--- START ---
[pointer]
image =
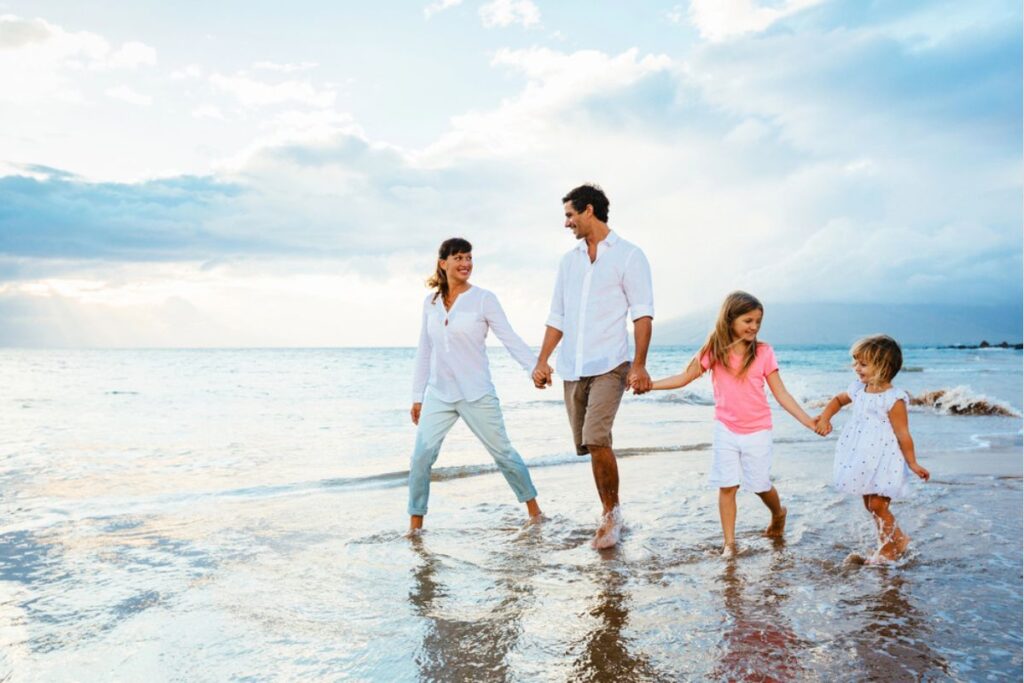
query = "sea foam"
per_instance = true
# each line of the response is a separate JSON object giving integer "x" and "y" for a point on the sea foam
{"x": 962, "y": 400}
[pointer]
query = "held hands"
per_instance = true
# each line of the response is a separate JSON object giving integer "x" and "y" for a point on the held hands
{"x": 542, "y": 375}
{"x": 822, "y": 426}
{"x": 638, "y": 380}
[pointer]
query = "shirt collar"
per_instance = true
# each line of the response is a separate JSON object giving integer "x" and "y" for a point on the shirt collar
{"x": 608, "y": 241}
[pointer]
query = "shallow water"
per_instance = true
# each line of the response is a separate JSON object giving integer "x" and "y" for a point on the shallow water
{"x": 239, "y": 514}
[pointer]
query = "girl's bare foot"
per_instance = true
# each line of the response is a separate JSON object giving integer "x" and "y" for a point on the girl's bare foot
{"x": 892, "y": 550}
{"x": 777, "y": 525}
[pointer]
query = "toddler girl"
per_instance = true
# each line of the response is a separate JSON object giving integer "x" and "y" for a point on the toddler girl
{"x": 875, "y": 453}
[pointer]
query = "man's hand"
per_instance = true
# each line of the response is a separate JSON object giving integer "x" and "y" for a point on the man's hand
{"x": 542, "y": 375}
{"x": 638, "y": 380}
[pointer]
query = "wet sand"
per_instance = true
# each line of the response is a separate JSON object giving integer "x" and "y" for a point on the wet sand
{"x": 324, "y": 583}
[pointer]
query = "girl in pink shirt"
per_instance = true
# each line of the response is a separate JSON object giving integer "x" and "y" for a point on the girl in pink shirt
{"x": 739, "y": 368}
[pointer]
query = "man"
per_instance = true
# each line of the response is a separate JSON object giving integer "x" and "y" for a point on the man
{"x": 599, "y": 281}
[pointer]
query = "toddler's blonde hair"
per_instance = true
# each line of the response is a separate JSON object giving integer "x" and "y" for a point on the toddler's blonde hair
{"x": 883, "y": 352}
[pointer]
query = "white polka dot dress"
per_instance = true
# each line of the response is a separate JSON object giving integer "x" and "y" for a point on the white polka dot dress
{"x": 867, "y": 456}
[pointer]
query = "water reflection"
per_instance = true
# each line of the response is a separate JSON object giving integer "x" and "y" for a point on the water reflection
{"x": 893, "y": 643}
{"x": 457, "y": 649}
{"x": 606, "y": 651}
{"x": 758, "y": 643}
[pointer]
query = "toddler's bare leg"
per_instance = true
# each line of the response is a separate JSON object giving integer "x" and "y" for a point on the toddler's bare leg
{"x": 892, "y": 541}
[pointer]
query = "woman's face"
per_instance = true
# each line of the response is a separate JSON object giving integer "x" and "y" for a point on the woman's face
{"x": 458, "y": 267}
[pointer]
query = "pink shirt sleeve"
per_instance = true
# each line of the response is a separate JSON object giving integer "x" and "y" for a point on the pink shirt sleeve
{"x": 769, "y": 363}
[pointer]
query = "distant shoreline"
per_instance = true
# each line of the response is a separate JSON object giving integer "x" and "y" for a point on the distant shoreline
{"x": 985, "y": 344}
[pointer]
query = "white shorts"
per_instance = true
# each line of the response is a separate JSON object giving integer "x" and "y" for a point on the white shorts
{"x": 742, "y": 460}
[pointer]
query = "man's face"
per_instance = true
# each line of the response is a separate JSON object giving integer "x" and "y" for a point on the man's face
{"x": 579, "y": 222}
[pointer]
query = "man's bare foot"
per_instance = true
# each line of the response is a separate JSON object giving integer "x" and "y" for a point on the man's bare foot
{"x": 777, "y": 525}
{"x": 607, "y": 534}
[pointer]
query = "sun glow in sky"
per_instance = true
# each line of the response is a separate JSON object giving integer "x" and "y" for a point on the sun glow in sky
{"x": 258, "y": 174}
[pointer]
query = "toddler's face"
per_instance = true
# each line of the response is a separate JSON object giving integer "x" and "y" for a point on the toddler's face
{"x": 865, "y": 371}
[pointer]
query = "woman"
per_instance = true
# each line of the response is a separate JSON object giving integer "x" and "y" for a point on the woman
{"x": 453, "y": 379}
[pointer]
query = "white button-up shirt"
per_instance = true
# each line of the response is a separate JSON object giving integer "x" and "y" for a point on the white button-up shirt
{"x": 590, "y": 305}
{"x": 452, "y": 357}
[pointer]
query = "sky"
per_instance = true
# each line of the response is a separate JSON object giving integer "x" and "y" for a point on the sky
{"x": 269, "y": 174}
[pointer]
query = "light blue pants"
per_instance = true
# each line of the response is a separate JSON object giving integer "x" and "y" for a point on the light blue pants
{"x": 483, "y": 417}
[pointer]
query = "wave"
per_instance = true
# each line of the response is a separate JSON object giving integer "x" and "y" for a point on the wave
{"x": 957, "y": 400}
{"x": 962, "y": 400}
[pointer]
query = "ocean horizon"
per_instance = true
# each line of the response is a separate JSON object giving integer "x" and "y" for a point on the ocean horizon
{"x": 240, "y": 513}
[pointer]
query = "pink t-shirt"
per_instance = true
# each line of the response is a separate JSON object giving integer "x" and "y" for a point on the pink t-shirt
{"x": 740, "y": 403}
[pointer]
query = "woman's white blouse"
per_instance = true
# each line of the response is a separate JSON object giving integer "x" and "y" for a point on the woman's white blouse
{"x": 452, "y": 358}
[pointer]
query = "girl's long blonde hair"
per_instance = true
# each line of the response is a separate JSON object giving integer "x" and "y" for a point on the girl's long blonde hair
{"x": 720, "y": 341}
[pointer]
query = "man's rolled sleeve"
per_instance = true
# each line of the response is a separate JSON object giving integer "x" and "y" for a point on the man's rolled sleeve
{"x": 556, "y": 318}
{"x": 638, "y": 287}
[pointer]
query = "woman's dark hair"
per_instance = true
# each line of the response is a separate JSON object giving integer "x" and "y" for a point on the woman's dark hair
{"x": 589, "y": 194}
{"x": 450, "y": 247}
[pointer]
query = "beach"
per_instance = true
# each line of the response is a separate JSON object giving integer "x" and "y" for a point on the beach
{"x": 222, "y": 515}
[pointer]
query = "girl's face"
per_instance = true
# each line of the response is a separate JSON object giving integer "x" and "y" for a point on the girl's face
{"x": 458, "y": 267}
{"x": 865, "y": 371}
{"x": 745, "y": 326}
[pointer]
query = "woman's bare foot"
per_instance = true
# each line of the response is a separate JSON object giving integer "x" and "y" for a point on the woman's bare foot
{"x": 607, "y": 534}
{"x": 777, "y": 525}
{"x": 536, "y": 520}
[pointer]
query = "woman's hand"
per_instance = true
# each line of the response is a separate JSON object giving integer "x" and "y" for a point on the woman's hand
{"x": 822, "y": 426}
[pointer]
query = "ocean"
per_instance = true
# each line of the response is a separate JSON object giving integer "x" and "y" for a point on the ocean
{"x": 241, "y": 514}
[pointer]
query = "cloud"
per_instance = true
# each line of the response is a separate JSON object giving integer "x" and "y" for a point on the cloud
{"x": 507, "y": 12}
{"x": 557, "y": 82}
{"x": 252, "y": 92}
{"x": 723, "y": 19}
{"x": 439, "y": 6}
{"x": 15, "y": 33}
{"x": 131, "y": 55}
{"x": 40, "y": 61}
{"x": 847, "y": 160}
{"x": 126, "y": 94}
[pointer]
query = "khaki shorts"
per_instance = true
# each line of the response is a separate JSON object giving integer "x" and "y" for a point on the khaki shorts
--- END ---
Copy out every line from the material above in which the word "khaki" appears.

query = "khaki shorts"
# each line of the response is a separate JSON object giving integer "x" and "y" for a point on the khaki shorts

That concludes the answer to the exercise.